## Trecho do documento
────────────────────

| | 01/11/2006 - 23h59 Tata Amaral fala de "Antonia", série baseada no filme estréia dia 17 na Globo Da Redação Divulgação Cena do filme Antonia de Tata Amaral | Diretora do longa "Antonia", que faz parte da 30ª Mostra Internacional de Cinema de São Paulo, a cineasta paulista Tata Amaral conversou sobre o filme no bate-papo UOL no dia 31 de ourtubro.
"Antonia" mostra a trajetória de um grupo de rap formado apenas por mulheres. No elenco, Negra Li, Quelynah, Leilah Moreno e Cindy, além de Sandra de Sá, Thaíde, Ezequiel e Macário. Uma continuação da história vai virar minissérie e estréia da TV Globo em 17 de novembro. Participaram do bate-papo 224 pessoas.

────────────────────

Parte de um arquivo de dados:

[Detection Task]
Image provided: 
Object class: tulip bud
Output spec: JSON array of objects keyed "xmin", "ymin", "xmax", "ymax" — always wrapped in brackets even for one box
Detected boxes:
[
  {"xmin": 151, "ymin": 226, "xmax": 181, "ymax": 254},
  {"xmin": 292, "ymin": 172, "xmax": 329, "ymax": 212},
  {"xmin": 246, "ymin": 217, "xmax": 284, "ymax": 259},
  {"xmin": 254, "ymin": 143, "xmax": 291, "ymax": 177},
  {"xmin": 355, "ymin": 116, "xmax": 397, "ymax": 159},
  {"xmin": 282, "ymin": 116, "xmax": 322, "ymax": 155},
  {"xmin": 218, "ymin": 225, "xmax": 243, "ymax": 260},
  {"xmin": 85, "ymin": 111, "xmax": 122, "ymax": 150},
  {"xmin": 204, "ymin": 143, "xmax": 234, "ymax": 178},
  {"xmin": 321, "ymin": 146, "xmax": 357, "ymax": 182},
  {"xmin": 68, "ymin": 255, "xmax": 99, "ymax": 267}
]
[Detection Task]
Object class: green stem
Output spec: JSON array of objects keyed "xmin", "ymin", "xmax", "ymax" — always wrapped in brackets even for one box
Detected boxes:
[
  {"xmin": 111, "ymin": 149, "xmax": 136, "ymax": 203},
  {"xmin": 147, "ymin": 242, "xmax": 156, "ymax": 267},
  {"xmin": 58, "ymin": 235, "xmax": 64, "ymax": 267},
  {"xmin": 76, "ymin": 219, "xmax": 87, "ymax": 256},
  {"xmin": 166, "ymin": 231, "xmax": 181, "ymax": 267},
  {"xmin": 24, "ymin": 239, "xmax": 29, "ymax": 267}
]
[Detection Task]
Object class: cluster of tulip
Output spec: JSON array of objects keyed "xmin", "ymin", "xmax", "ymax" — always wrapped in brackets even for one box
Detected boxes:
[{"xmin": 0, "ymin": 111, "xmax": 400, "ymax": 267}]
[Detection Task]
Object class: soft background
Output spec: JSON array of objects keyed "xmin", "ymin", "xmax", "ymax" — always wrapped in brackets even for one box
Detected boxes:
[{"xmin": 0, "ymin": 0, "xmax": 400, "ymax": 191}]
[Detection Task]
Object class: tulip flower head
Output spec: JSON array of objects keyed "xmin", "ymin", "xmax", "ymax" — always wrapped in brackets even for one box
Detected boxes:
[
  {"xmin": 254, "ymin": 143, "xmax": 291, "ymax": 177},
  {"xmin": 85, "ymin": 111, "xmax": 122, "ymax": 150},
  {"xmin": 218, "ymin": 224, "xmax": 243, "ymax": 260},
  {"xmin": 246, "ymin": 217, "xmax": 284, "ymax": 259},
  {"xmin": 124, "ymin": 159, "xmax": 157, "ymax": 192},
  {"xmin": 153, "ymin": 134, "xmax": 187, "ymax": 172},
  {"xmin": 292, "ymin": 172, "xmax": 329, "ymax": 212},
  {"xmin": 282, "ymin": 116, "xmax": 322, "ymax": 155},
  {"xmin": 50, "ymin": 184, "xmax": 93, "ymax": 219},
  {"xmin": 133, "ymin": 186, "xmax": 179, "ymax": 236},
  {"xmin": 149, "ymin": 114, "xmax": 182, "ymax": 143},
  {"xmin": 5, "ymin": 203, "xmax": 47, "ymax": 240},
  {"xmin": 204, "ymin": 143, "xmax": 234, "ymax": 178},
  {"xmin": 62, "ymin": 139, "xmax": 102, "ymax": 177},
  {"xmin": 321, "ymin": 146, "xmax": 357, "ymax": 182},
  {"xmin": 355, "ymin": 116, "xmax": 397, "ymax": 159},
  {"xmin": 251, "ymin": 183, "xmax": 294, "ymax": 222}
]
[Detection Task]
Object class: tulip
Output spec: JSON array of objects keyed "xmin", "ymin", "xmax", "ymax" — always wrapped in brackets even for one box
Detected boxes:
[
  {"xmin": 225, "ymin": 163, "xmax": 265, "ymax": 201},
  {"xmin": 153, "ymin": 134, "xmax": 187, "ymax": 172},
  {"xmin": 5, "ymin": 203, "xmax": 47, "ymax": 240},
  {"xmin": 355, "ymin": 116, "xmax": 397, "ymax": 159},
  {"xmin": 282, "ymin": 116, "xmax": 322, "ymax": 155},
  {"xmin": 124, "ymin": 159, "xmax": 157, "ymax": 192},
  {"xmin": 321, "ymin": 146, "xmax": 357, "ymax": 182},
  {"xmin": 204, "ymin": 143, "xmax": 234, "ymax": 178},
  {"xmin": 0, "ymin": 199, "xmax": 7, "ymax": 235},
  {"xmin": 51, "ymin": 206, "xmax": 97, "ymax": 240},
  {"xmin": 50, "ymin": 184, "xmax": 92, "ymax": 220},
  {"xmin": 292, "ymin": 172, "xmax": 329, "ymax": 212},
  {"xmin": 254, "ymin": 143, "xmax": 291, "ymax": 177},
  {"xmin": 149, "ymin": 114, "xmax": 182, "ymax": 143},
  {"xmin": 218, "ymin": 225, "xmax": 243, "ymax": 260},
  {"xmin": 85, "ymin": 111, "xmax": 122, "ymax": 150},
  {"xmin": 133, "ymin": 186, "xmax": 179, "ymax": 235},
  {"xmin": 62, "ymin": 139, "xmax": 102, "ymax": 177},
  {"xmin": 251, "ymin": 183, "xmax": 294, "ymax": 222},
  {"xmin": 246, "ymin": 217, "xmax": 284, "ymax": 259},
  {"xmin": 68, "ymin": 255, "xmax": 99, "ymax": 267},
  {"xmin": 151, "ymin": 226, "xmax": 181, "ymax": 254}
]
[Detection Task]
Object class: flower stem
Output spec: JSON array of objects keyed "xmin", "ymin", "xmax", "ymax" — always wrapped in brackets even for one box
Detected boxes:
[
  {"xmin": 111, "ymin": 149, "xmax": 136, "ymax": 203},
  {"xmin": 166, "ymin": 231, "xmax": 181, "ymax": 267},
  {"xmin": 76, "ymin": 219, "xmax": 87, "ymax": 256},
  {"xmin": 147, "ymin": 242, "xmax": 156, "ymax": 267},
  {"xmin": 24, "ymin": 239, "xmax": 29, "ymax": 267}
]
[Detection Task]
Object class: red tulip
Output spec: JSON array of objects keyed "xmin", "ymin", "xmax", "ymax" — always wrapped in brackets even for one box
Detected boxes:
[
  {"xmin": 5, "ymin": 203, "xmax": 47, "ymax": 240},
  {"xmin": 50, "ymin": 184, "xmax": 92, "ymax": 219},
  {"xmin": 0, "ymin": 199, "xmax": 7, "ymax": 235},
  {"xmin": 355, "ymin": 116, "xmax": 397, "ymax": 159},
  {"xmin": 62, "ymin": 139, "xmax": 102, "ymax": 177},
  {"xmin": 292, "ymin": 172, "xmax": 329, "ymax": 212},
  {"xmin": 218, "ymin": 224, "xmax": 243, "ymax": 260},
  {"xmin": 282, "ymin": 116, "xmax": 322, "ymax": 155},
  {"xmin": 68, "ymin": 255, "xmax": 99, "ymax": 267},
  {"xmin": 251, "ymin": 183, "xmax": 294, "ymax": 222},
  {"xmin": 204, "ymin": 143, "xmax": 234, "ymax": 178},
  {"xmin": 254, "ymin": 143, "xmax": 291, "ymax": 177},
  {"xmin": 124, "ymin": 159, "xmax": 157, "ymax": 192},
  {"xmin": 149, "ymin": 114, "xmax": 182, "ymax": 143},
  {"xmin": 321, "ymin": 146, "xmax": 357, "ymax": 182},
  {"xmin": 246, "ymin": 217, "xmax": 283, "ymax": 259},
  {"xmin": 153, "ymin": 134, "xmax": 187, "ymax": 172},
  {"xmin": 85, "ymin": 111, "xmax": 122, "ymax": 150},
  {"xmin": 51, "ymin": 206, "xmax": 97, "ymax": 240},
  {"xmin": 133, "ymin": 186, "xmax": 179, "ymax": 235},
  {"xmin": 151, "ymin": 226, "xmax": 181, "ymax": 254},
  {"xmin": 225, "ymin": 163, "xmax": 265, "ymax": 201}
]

────────────────────

## Enunciado da tarefa 1
Mostre todas as linhas da listagem que contêm a palavra "class", considerando a diferença entre maiúsculas e minúsculas.
## Enunciado da tarefa 2
Dê continuidade à notícia sobre o filme Antonia, escrevendo o trecho que viria logo após a última frase.
A notícia sobre o filme Antonia e a listagem não têm nenhuma relação entre si.

## Resposta escrita 1
Object class: tulip bud
Object class: green stem
Object class: cluster of tulip
Object class: soft background
Object class: tulip flower head
Object class: tulip
Object class: flower stem
Object class: red tulip

## Resposta escrita 2
Veja trechos da entrevista História do filme
"Antônia" é a história de um grupo de meninas que mora na Vila Brasilândia (Zona Norte de São Paulo), e que tem um sonho, que é viver de rap, viver de música, de arte. E o filme conta a história desse grupo. É um filme que eu fiz com rappers --não convoquei atores, eu convoquei os rappers mesmo pra eles se colocarem ali nos personagens. A Negra Li é uma das meninas que compõe o grupo, junto com a Leila Moreno, a Quelynah e a MC Cindy, que é uma grande descoberta, uma menina novinha, rainha do free-style, maravilhosa, que "diz na rima". É um chip à parte, esse de falar rimando, né? O Thaíde está no elenco também, num papel sensacional. Acho que o Thaíde se revelou pro cinema. É impressionante como não descobriram o Thaíde antes, porque ele é um ator nato. Tem também a Sandra de Sá, que faz o papel da Preta (Negra Li), e o Thobias da Vai-Vai, que fazel o papel do pai.
A verdade
"Antonia" é um filme que fala de jovens negros da periferia e músicos. Eu sou uma pessoa de meia-idade, classe média, branca e cineasta. Então, é um universo que eu desconheço, e eu busquei trazer a verdade dele, através das histórias que eu pesquisei durante um tempo. Escrevi o roteiro com o Roberto Moreira, depois passamos por um processo de improvisação com aquele roteiro, de tal maneira que os atores, os rappers, se apropriaram dele, fizeram sugestões, mudaram e fizeram todos os diálogos. Eu queria muito a verdade. Eu não queria que fosse uma coisa "empacotada", um filme empacotado por alguém de fora do movimento... Então, apesar de eu ser de fora, acho que a gente conseguiu essa verdade, essa urgência no filme.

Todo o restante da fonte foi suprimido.